Exercise goal: Copy these lines again, swapping "photo" for "image" everywhere it appears and leaving everything else unchanged. Leave the pictures out.

*****

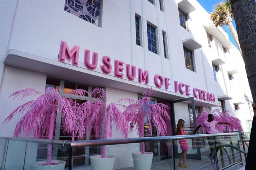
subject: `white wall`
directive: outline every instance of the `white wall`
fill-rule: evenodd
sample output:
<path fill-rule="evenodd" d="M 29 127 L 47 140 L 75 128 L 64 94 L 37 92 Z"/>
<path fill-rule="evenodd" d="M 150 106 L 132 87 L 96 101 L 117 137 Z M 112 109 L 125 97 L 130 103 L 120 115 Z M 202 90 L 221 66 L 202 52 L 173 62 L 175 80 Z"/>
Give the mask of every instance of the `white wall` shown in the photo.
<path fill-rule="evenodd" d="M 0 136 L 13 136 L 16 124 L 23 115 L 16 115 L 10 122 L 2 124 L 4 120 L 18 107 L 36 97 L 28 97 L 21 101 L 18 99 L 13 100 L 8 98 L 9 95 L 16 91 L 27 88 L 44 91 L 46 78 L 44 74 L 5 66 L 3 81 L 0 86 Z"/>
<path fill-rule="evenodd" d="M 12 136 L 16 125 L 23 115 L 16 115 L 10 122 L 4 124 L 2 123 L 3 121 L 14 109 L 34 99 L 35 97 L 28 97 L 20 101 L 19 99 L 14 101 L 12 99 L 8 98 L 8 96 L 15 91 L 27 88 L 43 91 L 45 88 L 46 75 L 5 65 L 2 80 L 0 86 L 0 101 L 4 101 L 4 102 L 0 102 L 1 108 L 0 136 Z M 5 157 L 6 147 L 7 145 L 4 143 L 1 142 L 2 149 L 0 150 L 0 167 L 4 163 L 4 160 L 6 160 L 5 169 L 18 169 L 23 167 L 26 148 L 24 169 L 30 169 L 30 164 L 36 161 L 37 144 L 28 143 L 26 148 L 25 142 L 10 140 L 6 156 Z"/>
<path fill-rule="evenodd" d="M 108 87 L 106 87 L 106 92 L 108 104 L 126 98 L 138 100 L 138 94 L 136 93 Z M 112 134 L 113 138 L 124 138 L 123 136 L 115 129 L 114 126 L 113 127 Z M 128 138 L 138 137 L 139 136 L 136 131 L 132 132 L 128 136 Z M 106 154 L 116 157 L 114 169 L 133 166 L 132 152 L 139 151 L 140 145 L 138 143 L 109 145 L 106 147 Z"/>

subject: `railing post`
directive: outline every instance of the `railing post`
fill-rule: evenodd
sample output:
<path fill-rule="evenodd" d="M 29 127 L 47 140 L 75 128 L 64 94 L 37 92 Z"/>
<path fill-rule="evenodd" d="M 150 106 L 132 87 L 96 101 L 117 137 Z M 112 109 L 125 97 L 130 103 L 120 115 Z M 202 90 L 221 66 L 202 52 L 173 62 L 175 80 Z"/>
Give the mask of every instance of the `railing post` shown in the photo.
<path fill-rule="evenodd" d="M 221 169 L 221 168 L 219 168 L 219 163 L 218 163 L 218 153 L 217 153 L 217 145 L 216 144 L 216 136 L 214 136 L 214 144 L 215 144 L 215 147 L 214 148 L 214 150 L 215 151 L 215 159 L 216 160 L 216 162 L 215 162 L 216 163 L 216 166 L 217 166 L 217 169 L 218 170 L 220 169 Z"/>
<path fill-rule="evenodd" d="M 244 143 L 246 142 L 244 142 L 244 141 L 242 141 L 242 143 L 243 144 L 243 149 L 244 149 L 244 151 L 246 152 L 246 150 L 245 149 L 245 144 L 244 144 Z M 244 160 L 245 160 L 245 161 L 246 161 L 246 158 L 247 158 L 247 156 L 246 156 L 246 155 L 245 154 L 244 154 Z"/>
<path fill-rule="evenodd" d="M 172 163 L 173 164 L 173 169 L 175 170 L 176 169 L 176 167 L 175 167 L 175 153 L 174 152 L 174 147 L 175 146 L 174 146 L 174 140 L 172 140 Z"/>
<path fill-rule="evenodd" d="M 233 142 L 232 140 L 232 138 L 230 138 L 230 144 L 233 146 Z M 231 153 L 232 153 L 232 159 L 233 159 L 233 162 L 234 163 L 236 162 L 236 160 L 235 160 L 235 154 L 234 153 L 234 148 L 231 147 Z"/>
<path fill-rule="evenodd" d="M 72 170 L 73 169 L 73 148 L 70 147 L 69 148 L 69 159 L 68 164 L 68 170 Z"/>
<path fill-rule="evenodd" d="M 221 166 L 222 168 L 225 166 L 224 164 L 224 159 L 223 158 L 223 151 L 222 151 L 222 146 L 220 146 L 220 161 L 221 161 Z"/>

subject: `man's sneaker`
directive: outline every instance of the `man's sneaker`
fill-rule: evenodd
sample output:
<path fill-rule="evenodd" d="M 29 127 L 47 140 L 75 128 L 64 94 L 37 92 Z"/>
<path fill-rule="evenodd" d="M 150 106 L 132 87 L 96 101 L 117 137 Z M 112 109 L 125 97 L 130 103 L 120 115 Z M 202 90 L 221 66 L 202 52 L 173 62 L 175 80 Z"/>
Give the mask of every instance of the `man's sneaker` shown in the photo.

*****

Task output:
subject: `white wall`
directive: outline every instance of the `white wall`
fill-rule: evenodd
sample output:
<path fill-rule="evenodd" d="M 29 127 L 47 140 L 75 128 L 64 94 L 37 92 Z"/>
<path fill-rule="evenodd" d="M 150 106 L 132 87 L 96 101 L 117 137 Z M 112 109 L 125 97 L 130 103 L 120 115 Z M 202 90 L 221 66 L 202 52 L 173 62 L 175 80 Z"/>
Give the mask of every instance of the `white wall` shown in the image.
<path fill-rule="evenodd" d="M 0 136 L 13 136 L 16 124 L 23 115 L 16 115 L 10 122 L 2 124 L 4 120 L 18 107 L 36 97 L 28 97 L 21 101 L 18 99 L 13 100 L 8 98 L 9 95 L 16 91 L 27 88 L 44 91 L 46 78 L 44 74 L 5 66 L 3 81 L 0 86 Z"/>
<path fill-rule="evenodd" d="M 12 136 L 16 125 L 23 115 L 16 115 L 10 122 L 4 124 L 2 123 L 3 121 L 14 109 L 34 99 L 35 97 L 28 97 L 20 101 L 19 99 L 14 101 L 12 99 L 8 98 L 8 96 L 15 91 L 27 88 L 43 91 L 45 88 L 46 75 L 5 65 L 2 80 L 0 86 L 0 101 L 4 101 L 4 102 L 0 102 L 1 108 L 0 136 Z M 5 157 L 6 147 L 7 145 L 4 143 L 1 142 L 2 149 L 0 150 L 0 167 L 4 163 L 4 160 L 6 160 L 5 169 L 18 169 L 23 167 L 26 148 L 24 169 L 30 169 L 30 164 L 36 161 L 37 144 L 28 143 L 26 148 L 25 142 L 10 140 L 6 156 Z"/>
<path fill-rule="evenodd" d="M 108 87 L 106 87 L 106 92 L 108 104 L 126 98 L 138 100 L 138 94 L 136 93 Z M 112 134 L 113 138 L 124 138 L 123 136 L 115 129 L 114 126 L 113 127 Z M 128 138 L 138 137 L 139 136 L 136 131 L 132 132 L 128 136 Z M 106 154 L 116 157 L 114 169 L 133 166 L 132 152 L 139 151 L 140 145 L 138 143 L 109 145 L 106 147 Z"/>

subject: `railing post`
directive: outline every instance of the `railing post`
fill-rule: evenodd
sample output:
<path fill-rule="evenodd" d="M 29 127 L 47 140 L 75 128 L 64 94 L 37 92 Z"/>
<path fill-rule="evenodd" d="M 150 106 L 132 87 L 96 101 L 117 137 Z M 112 109 L 125 97 L 130 103 L 120 115 Z M 202 90 L 221 66 L 202 52 L 173 62 L 175 80 Z"/>
Give the mask of every instance of the `railing post` shown in the image.
<path fill-rule="evenodd" d="M 221 169 L 221 168 L 219 168 L 219 163 L 218 163 L 218 153 L 217 153 L 217 145 L 216 144 L 216 136 L 214 136 L 214 144 L 215 144 L 215 147 L 214 148 L 214 150 L 215 151 L 215 159 L 216 160 L 216 162 L 215 162 L 216 163 L 216 166 L 217 166 L 217 169 L 218 170 L 220 169 Z"/>
<path fill-rule="evenodd" d="M 244 143 L 246 142 L 244 142 L 244 141 L 242 141 L 242 143 L 243 144 L 243 149 L 244 149 L 244 151 L 246 152 L 246 150 L 245 149 L 245 144 L 244 144 Z M 244 160 L 245 160 L 245 161 L 246 161 L 246 158 L 247 158 L 247 156 L 246 156 L 246 155 L 245 154 L 244 154 Z"/>
<path fill-rule="evenodd" d="M 172 163 L 173 164 L 173 169 L 175 170 L 176 169 L 176 167 L 175 167 L 175 153 L 174 152 L 174 147 L 175 146 L 174 146 L 174 140 L 172 140 Z"/>
<path fill-rule="evenodd" d="M 233 142 L 232 140 L 232 138 L 230 138 L 230 144 L 233 146 Z M 231 153 L 232 153 L 232 159 L 233 159 L 233 162 L 234 163 L 236 162 L 236 160 L 235 160 L 235 154 L 234 153 L 234 148 L 231 147 Z"/>
<path fill-rule="evenodd" d="M 72 170 L 73 169 L 73 148 L 70 147 L 69 148 L 69 159 L 68 164 L 68 170 Z"/>
<path fill-rule="evenodd" d="M 221 166 L 222 168 L 225 166 L 224 164 L 224 159 L 223 158 L 223 151 L 222 151 L 222 146 L 220 146 L 220 161 L 221 161 Z"/>

subject: `man's sneaker`
directive: outline every instance of the `man's sneaker`
fill-rule: evenodd
sample output:
<path fill-rule="evenodd" d="M 29 127 L 47 140 L 75 128 L 64 94 L 37 92 Z"/>
<path fill-rule="evenodd" d="M 150 106 L 132 87 L 96 101 L 117 137 Z M 112 109 L 125 97 L 130 103 L 120 115 Z M 202 90 L 221 66 L 202 52 L 173 62 L 175 80 Z"/>
Give the mask of every instance of the `man's sneaker` shown in the image.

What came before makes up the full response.